▸ Text excerpt:
^^^^^^^^^^^^^^^^

Related pseudo-files
  • /dev/

    • /dev/null

    • /dev/zero


Advanced/infeasible, unimplemented features

Gramine does not implement the following classes of features. This is by design, to keep the codebase of Gramine minimal.

  • Berkeley Packet Filters (BPF) and eBPF: bpf()

  • Capabilities: capget(), capset()

  • Execution control and debugging: ptrace(), syslog(), perf_event_open(), acct()

  • Extended attributes for files and directories (xattr): setxattr(), lsetxattr(), fsetxattr(), getxattr(), lgetxattr(), fgetxattr(), listxattr(), llistxattr(), flistxattr(), removexattr(), lremovexattr(), fremovexattr()

  • In-kernel key management (keyrings): add_key(), request_key(), keyctl()

  • Kernel modules: create_module(), init_module(), finit_module(), delete_module(), query_module(), get_kernel_syms()

^^^^^^^^^^^^^^^^

▸ Given data:
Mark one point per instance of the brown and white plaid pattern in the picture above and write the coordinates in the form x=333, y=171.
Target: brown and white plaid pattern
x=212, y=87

^^^^^^^^^^^^^^^^

▸ What this exercise asks:
- 1) In the text on Gramine's unimplemented features, swap "Capabilities" for "Privileges" and write out the part starting at "Gramine does not" and ending at "Capabilities: capget(), capset()" with that change.
- 2) Extend the text on Gramine's unimplemented features by continuing it after its last line.

▸ Expected responses:
- 1)
Gramine does not implement the following classes of features. This is by design, to keep the codebase of Gramine minimal.

  • Berkeley Packet Filters (BPF) and eBPF: bpf()

  • Privileges: capget(), capset()

- 2)
  • Memory Protection Keys: pkey_alloc(), pkey_mprotect(), pkey_free()

  • Namespaces: setns(), unshare()

  • Paging and swapping: swapon(), swapoff(), readahead()

  • Process execution domain: personality()

  • Secure Computing (seccomp) state: seccomp()

  • Zero-copy transfer of data: splice(), tee(), vmsplice(), copy_file_range()

  • Transfer of data between processes: process_vm_readv(), process_vm_writev()

  • Filesystem configuration context: fsopen(), fsconfig(), fspick(), fsmount()

  • Landlock: landlock_create_ruleset(), landlock_add_rule(), landlock_restrict_self()

  • Misc: vhangup(), modify_ldt(), kexec_load(), kexec_file_load(), reboot(), iopl(), ioperm(), uselib(), _sysctl(), quotactl(), quotactl_fd(), nfsservctl(), getpmsg(), putpmsg(), afs_syscall(), tuxcall(), security(), lookup_dcookie(), restart_syscall(), vserver(), io_pgetevents(), rseq(), open_tree()

Related system calls
  • _sysctl()

  • acct()

  • add_key()

  • afs_syscall()

  • bpf()

  • capget()

  • capset()

  • close_range()

  • copy_file_range()

  • create_module()

  • delete_module()

  • fgetxattr()

  • finit_module()

  • flistxattr()

  • fremovexattr()

  • fsconfig()

  • fsetxattr()

  • fsmount()

  • fsopen()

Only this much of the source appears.